(Stored items)

-- -- --

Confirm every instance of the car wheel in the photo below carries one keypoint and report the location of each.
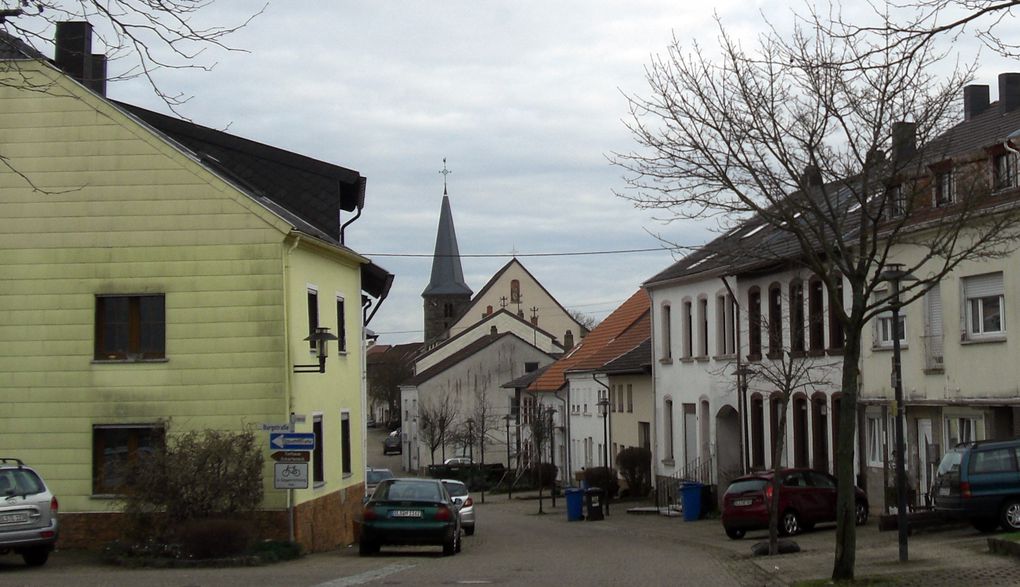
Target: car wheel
(367, 547)
(734, 534)
(1011, 515)
(36, 556)
(791, 524)
(450, 545)
(861, 514)
(984, 525)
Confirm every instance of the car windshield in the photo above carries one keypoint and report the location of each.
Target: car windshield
(408, 491)
(376, 475)
(456, 489)
(951, 462)
(746, 485)
(19, 482)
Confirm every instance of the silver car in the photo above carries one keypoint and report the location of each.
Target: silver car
(461, 497)
(28, 514)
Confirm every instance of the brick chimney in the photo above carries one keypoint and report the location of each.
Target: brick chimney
(1009, 92)
(904, 140)
(975, 100)
(74, 57)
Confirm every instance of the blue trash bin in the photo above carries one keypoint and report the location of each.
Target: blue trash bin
(575, 503)
(691, 494)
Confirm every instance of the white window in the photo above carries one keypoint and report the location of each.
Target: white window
(945, 188)
(984, 305)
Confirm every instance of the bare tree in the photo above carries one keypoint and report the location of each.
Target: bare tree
(437, 419)
(788, 142)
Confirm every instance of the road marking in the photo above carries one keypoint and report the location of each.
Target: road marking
(367, 576)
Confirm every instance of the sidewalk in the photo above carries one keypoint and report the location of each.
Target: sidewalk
(957, 556)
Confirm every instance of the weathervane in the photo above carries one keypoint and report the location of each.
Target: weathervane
(445, 173)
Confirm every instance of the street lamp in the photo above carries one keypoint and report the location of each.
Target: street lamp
(604, 412)
(894, 274)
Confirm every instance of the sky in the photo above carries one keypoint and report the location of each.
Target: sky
(524, 100)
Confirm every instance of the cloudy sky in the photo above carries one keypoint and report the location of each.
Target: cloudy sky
(523, 99)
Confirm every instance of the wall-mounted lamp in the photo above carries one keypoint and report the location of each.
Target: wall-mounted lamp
(321, 338)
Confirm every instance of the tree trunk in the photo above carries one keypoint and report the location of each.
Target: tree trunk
(846, 530)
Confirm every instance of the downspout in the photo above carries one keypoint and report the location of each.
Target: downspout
(609, 423)
(742, 394)
(288, 395)
(566, 434)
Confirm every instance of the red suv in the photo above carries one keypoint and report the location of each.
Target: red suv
(806, 497)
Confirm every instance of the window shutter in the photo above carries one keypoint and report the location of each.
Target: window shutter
(983, 286)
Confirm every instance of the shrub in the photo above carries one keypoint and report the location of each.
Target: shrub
(199, 476)
(604, 478)
(635, 468)
(214, 538)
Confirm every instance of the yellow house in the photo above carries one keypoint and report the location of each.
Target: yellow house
(160, 277)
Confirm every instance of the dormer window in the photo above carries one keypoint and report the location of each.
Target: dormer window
(945, 188)
(1005, 167)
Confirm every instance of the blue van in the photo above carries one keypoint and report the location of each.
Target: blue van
(979, 482)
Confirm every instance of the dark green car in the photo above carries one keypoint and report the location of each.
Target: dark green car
(410, 511)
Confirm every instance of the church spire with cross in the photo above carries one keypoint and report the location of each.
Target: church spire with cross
(447, 296)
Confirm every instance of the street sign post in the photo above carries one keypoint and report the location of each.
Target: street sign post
(292, 456)
(292, 440)
(291, 476)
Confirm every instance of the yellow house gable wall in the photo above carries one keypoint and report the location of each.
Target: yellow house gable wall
(94, 203)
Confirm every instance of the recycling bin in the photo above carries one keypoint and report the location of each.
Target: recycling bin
(575, 503)
(691, 495)
(595, 498)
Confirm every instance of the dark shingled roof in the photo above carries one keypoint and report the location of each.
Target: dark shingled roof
(639, 359)
(305, 191)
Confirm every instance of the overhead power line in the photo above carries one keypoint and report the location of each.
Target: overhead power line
(564, 254)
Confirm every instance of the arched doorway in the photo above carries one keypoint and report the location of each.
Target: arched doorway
(727, 443)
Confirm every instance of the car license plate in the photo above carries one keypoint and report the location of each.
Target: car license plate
(19, 518)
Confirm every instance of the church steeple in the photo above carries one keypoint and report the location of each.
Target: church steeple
(447, 295)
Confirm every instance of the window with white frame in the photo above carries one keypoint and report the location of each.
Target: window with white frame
(945, 188)
(884, 329)
(1005, 166)
(984, 305)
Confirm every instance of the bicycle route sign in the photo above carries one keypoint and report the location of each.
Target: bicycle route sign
(292, 440)
(290, 476)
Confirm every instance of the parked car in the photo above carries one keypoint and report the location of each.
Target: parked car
(391, 444)
(29, 524)
(806, 497)
(463, 499)
(373, 477)
(979, 482)
(410, 511)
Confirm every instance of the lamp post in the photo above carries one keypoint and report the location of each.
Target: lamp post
(508, 418)
(894, 274)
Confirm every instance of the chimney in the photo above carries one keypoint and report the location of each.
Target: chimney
(904, 140)
(975, 100)
(73, 52)
(812, 177)
(1009, 92)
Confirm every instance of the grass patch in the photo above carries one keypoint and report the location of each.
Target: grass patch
(870, 581)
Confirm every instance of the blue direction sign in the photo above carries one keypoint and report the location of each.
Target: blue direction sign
(292, 440)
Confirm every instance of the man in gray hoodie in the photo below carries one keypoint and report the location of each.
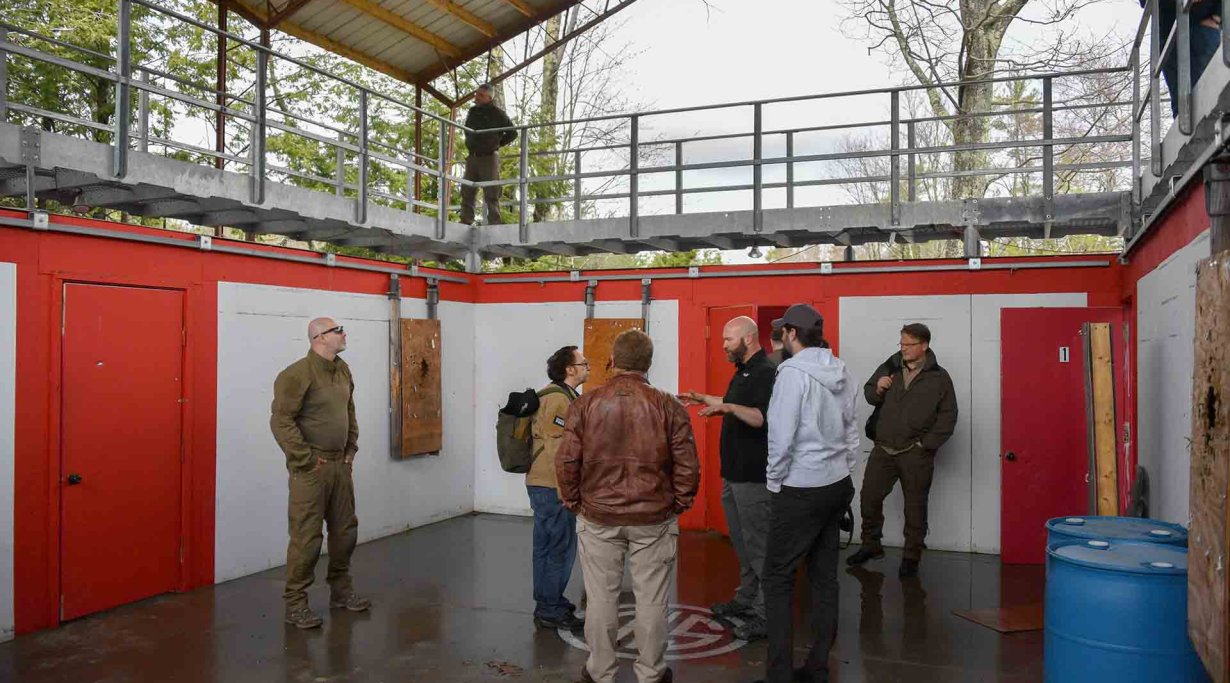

-- -- --

PROBLEM TO WORK ON: Please write out all of the entries above word for word, leaving out the pictures.

THE REPLY:
Confirm every instance of the car wheel in the photo below carries one keypoint and report the location of each.
Target: car wheel
(367, 547)
(734, 534)
(1011, 515)
(36, 556)
(791, 524)
(450, 545)
(861, 514)
(984, 525)
Confirm every instance of the car windshield in the photo above carries one keypoint and report the location of each.
Target: car windshield
(408, 491)
(376, 475)
(456, 489)
(951, 462)
(746, 485)
(19, 482)
Confirm every instance of the silver car in the photo above carries one keypoint and report the location of each.
Target: silver car
(461, 497)
(28, 514)
Confirm every instance of the brick chimney in the photo above carries one keypoint and report the location of each.
Target: brick chimney
(1009, 92)
(904, 140)
(975, 100)
(74, 57)
Confirm every instance of the blue trash bin in the photo above carries one keypoint and report the location of each.
Target: blue trash bin
(575, 503)
(691, 494)
Confirm every instance of the white window in the photo above carries one keypoint and report the location of each.
Target: white window
(945, 188)
(984, 305)
Confirm every instance of the bare tree in the photo above carries one keypoint and report the location of each.
Target: bare tree
(437, 419)
(788, 142)
Confirm every instance of the road marking in the photo above carries one keypoint and report the location of each.
Target: road marking
(367, 576)
Confirm every instance of the sidewalk in the photo above carries one keypoint and report the location of each.
Target: sidewalk
(957, 556)
Confirm every instance of the weathervane in the photo above carries one keypoint and report the location of each.
Target: weathervane
(445, 173)
Confirm every instance of the street lamp in the photo above carries one keypoint and report the location of each.
Target: street lamp
(604, 412)
(894, 274)
Confirm every instance of the sky in the photo above carries one keypoint and report the location of each.
Target: sky
(524, 100)
Confirm every instance of the cloudy sky in the photo above carries one keypoint and report the location of each.
Target: cloudy sky
(523, 99)
Confirm every instance of the wall-mounted lamp in the photo above carries one keypoint and report the location of each.
Target: wall-mounted lamp
(321, 338)
Confirm every instance of the tree trunk in the photo above carries one keypoint and report the location of each.
Target: tree trunk
(846, 530)
Confirm every instance of the downspout in the photo above carries one keypoint and report the location of each.
Target: downspout
(609, 423)
(742, 394)
(288, 395)
(566, 434)
Confirm every instance of the red suv in the photo above carries one keypoint and report the location of each.
Target: red suv
(806, 497)
Confirm every instance of the window shutter in the photo above carries one keypoint and report the location of each.
Target: window shutter
(983, 286)
Confirm every instance of the shrub in the photo above carries one keypoint and report the location of each.
Target: shrub
(199, 476)
(604, 478)
(635, 468)
(214, 538)
Confirm every instance of the yellow house in the photo above carries one keypoint and report the location of each.
Target: yellow house
(160, 277)
Confirm every instance of the dormer window in the photo above carries one keypoint and report the location of each.
Target: dormer window
(945, 188)
(1005, 167)
Confirm every instance of the blue van in the photo above carries one keypoint and report the location of each.
Target: blue van
(979, 482)
Confirm every instance of the dark green car in the photo above carries one keypoint and report the location of each.
Target: dark green car
(410, 511)
Confirm every instance of the church spire with cross in the photo above carries one keypoint and report the location of each.
Target: church spire with cross
(447, 296)
Confirm every instance of the street sign post in the photo above carries one keypoint and report the location of each.
Target: street sign post
(292, 456)
(292, 440)
(291, 476)
Confirm every instance of the yellow house gable wall in the photo above carries one keypoint and report the location of each.
Target: yellow house gable wall
(94, 203)
Confirm every instance of the recycling bin in the photo above carries one keypoint and report the location of each.
Target: recycling bin
(575, 503)
(691, 495)
(595, 498)
Confirm every instance of the dark shingled roof in the photo above carries one keypoint and report the location of each.
Target: dark shingled roof
(639, 359)
(305, 191)
Confirm every instance of the overhead power line in the photo above carries one keypoint and report the location of each.
Target: overhead power line
(564, 254)
Confirm every instance of the arched doorway in the photo above carries one keypoint and report the location of each.
Target: arched doorway
(727, 443)
Confirm every instance of the car license plate in the photo above carries one keypoint and report the location of each.
Target: car license plate
(19, 518)
Confirm every instance of the church steeple in the photo above carries one keypoint and report the location of each.
Target: church steeple
(447, 295)
Confirm every instance of the window with white frame in the photo above carries one keypoint and report the location of each.
Target: window with white frame
(945, 188)
(884, 329)
(1005, 166)
(984, 305)
Confirm every instance of the bicycle route sign in the photo above carries one keypoint and report the location of each.
Target: bicycle route sign
(292, 440)
(290, 476)
Confirm every instance of the parked car in the photo above carries one keypoint and report the location of each.
Target: parked car
(391, 444)
(29, 524)
(806, 497)
(463, 499)
(373, 477)
(979, 482)
(410, 511)
Confirm every instance of the lamp post in the photo above carries one keypoint and report the location of each.
Target: lamp post
(508, 418)
(894, 274)
Confirm every instance of the chimney in the photo above carries one keypoint and report the location of each.
Target: chimney
(904, 140)
(975, 100)
(73, 52)
(812, 177)
(1009, 92)
Confirm every instance of the grass patch in the photo above carries one keypoint and report the location of each.
Target: grass patch
(870, 581)
Confirm every instance of the blue direction sign in the photo above carries one keypoint and report the location of each.
Target: blue direction sign
(292, 440)
Confirm every instance of the man in gray hoodie in the photo below carries one keypoint and report the location of each.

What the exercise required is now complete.